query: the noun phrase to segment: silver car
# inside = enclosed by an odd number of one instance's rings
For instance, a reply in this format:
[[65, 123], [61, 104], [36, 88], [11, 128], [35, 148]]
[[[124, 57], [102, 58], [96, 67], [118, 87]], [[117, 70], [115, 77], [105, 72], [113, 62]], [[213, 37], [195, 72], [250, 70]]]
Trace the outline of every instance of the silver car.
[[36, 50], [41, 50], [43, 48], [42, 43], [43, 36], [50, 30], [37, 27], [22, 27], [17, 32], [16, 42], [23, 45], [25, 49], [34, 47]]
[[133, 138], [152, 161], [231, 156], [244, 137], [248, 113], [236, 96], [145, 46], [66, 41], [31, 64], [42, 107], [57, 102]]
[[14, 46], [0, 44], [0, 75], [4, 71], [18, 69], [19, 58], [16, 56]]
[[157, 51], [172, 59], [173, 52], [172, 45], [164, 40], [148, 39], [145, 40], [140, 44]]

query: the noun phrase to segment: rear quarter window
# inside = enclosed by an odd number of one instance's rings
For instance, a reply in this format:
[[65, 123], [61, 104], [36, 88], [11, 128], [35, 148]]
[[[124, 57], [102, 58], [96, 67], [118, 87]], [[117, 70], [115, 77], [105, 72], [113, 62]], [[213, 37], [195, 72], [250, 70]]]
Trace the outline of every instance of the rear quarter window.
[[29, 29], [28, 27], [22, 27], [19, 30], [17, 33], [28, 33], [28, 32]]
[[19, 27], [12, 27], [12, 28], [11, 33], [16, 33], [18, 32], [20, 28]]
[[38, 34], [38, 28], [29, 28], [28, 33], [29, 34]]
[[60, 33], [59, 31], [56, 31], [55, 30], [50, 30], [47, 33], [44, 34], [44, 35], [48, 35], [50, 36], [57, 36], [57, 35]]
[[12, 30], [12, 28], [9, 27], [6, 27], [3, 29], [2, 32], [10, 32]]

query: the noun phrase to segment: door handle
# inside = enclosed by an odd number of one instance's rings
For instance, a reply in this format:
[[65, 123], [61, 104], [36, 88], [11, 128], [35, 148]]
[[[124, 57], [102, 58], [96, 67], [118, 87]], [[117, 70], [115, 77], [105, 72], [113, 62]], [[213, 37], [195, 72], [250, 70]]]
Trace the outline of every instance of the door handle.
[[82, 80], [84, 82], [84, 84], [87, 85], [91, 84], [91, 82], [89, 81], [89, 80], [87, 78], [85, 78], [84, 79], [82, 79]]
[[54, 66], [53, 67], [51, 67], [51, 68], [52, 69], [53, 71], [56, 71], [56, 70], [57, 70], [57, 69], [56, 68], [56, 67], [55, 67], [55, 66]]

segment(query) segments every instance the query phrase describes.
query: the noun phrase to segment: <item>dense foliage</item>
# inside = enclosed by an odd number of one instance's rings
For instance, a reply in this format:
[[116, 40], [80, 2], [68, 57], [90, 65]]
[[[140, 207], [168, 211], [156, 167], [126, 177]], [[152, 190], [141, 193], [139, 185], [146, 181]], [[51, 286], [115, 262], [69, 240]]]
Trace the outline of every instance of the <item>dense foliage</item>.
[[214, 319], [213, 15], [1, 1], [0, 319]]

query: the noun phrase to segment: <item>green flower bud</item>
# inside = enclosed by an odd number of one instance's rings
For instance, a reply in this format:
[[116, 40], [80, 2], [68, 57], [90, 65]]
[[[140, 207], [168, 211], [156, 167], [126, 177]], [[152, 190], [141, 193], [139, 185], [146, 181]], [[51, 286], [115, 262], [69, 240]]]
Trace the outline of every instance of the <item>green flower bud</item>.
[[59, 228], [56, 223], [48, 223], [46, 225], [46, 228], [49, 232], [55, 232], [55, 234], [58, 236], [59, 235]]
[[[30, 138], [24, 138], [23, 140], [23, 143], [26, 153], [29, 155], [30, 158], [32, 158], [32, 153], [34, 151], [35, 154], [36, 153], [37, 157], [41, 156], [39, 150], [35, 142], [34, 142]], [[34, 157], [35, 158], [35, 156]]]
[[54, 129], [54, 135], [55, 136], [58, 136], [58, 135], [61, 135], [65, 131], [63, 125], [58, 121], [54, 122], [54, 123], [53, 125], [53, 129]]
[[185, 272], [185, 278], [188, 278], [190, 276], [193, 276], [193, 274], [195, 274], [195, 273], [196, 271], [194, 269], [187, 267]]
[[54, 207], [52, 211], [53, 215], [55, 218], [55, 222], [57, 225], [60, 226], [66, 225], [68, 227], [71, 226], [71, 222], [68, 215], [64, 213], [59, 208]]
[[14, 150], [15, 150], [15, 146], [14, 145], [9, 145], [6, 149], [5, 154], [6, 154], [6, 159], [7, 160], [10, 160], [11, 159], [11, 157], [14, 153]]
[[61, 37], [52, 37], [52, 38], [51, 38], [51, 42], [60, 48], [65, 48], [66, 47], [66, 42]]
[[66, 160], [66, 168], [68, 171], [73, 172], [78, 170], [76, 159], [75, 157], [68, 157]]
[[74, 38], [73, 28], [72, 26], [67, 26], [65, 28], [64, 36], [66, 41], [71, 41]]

# What to produce:
Rewrite the rows starting with the line containing "segment(query) segments every" and going on through the line containing "[[214, 319], [213, 15], [1, 1], [0, 319]]", replacing "dense foliage" with "thick ivy" and leaving everything else unchanged.

# Result of this task:
segment(query) segments every instance the query phrase describes.
query: the noun phrase to segment: <item>thick ivy</item>
# inside = enclosed by an odd number of one instance's rings
For instance, a reply in this format:
[[116, 40], [80, 2], [68, 57], [90, 65]]
[[[140, 207], [168, 211], [156, 167], [126, 177]], [[152, 190], [141, 193], [139, 185], [146, 181]], [[51, 286], [115, 262], [69, 240]]]
Trace the outline of every instance of the <item>thick ivy</item>.
[[214, 319], [213, 15], [1, 1], [0, 319]]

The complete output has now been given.